TEXT
== == ==

The proposal, dubbed the Corporations Amendment (Digital Assets Framework) Bill 2025, is intended to ‘unlock innovation and safeguard investment’, according to MP and Treasurer Dr. Jim Chalmers.
The Bill introduces definitions for two types of companies, both of which now must hold an AFSL to operate:
- ‘Digital asset platform’ – a facility under which an operator possesses digital tokens on behalf of clients, whether as trustee, bailee, or under contractual arrangements that require the operator to follow client instructions
- ‘Tokenized custody platform’ – a facility under which an operator identifies an underlying asset (other than money), creates a single digital token representing the right to redeem or direct its delivery, and holds the underlying asset on behalf of the token holder.
Companies required to have an AFSL are under a host of obligations, including:
- A requirement to act efficiently, honestly, and fairly;
- They must not engage in misleading and deceptive conduct, nor offer unfair contract terms
- Must inform customers as to the manner in which their assets are held
- Have avenues of dispute resolution and compensation
The licensing requirements are undoubtedly the biggest change introduced by the Bill. However, in its current form, the Bill provides for several exemptions. Platforms holding less than AUD5,000 (USD3276~) per customer and processing less than AUD10 million (USD6.5 million~) worth of transactions per year do not require an AFSL.

== == ==

DIRECTIVE 1
Retype the passage on the digital assets bill, everything from "The Bill introduces" down to "the token holder.".

MATERIALS PROVIDED

== == ==

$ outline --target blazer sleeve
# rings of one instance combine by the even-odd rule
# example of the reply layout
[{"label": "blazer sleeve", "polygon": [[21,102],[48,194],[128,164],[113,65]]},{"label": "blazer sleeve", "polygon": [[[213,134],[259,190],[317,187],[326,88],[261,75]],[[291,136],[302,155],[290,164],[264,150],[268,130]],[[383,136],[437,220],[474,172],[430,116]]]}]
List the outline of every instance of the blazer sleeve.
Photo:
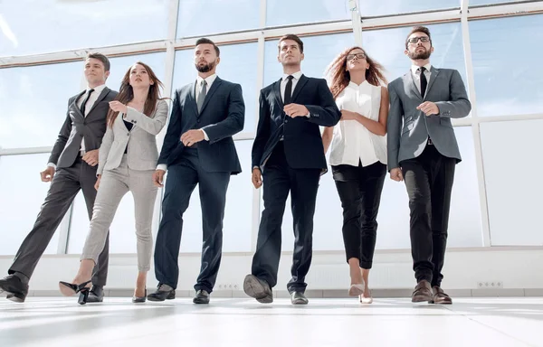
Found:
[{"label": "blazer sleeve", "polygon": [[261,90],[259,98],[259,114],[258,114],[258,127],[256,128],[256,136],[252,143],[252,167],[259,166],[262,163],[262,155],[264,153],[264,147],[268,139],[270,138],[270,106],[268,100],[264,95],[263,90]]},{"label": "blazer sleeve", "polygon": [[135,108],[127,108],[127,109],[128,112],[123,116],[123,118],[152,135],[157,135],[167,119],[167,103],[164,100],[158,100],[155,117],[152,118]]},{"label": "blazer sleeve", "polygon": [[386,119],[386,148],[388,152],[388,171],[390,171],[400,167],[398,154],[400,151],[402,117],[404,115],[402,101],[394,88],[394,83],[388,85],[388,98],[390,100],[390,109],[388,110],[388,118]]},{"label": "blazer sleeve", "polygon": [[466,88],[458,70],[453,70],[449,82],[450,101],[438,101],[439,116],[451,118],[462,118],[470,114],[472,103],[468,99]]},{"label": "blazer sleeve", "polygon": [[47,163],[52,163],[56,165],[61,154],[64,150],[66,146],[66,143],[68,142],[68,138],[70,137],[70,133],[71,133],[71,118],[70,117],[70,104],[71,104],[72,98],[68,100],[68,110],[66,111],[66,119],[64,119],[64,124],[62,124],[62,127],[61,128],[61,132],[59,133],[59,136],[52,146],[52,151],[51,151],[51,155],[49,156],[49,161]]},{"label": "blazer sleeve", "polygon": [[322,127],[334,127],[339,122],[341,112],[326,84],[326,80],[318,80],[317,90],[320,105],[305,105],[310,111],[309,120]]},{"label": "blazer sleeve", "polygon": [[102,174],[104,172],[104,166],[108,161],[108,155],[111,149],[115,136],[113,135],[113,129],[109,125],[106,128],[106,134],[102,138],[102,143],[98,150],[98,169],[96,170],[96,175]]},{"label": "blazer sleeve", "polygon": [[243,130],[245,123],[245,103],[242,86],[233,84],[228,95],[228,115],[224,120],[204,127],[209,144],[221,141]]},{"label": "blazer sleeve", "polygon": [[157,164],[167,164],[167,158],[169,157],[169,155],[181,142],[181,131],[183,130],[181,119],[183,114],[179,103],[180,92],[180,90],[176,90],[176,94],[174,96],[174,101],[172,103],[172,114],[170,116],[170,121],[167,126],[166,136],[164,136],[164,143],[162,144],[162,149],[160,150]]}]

== == ==

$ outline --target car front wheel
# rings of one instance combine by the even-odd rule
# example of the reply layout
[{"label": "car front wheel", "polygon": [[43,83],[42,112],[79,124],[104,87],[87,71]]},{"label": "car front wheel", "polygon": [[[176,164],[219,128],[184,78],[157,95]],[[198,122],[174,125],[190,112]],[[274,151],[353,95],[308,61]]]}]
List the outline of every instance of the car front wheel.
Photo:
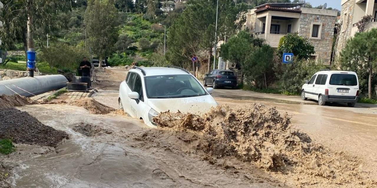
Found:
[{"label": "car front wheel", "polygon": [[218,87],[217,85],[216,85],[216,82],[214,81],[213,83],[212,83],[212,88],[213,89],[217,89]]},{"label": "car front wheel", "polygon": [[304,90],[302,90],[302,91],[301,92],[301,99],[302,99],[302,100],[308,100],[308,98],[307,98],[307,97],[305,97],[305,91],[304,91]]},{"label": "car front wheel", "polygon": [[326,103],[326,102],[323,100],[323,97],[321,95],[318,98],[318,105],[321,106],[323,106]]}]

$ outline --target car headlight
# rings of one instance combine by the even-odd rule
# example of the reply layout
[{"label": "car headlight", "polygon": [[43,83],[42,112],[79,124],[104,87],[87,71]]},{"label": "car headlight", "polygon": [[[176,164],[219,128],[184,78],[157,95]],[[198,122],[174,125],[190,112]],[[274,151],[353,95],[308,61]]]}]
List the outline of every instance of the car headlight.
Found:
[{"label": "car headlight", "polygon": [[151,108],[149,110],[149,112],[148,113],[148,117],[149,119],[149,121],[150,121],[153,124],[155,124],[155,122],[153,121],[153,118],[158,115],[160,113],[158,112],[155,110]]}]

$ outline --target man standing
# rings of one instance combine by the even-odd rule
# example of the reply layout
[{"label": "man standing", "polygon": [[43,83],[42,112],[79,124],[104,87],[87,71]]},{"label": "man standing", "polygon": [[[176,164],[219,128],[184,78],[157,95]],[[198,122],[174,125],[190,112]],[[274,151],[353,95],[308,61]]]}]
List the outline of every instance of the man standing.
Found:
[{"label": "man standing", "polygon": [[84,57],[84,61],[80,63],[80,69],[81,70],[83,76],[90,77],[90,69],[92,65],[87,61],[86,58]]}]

== == ==

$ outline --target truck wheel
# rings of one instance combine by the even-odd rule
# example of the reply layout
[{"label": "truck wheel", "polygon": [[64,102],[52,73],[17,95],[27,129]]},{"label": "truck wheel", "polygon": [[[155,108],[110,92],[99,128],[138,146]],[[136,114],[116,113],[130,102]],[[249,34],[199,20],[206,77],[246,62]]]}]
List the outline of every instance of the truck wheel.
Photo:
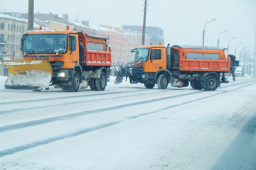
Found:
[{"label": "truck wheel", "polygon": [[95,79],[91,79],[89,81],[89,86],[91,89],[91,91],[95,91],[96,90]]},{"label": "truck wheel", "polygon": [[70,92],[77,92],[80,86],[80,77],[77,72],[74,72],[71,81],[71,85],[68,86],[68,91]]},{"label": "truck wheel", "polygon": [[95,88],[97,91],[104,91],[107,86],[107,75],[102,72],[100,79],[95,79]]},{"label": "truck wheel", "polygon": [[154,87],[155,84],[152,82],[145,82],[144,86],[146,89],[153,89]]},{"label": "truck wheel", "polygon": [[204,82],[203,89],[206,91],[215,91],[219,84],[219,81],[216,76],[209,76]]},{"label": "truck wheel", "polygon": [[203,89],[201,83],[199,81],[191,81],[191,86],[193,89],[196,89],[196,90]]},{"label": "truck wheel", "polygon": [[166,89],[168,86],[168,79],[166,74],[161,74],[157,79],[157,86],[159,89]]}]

== == ==

DIRECTIVE 2
Display every line of the entries that contains the string "target", matching case.

OUTPUT 1
The Bill introduces definitions for two types of companies, both of which now must hold an AFSL to operate:
- ‘Digital asset platform’ – a facility under which an operator possesses digital tokens on behalf of clients, whether as trustee, bailee, or under contractual arrangements that require the operator to follow client instructions
- ‘Tokenized custody platform’ – a facility under which an operator identifies an underlying asset (other than money), creates a single digital token representing the right to redeem or direct its delivery, and holds the underlying asset on behalf of the token holder.

OUTPUT 2
$ outline --target blazer sleeve
$ outline --target car front wheel
$ outline --target car headlight
$ outline --target man standing
$ outline --target truck wheel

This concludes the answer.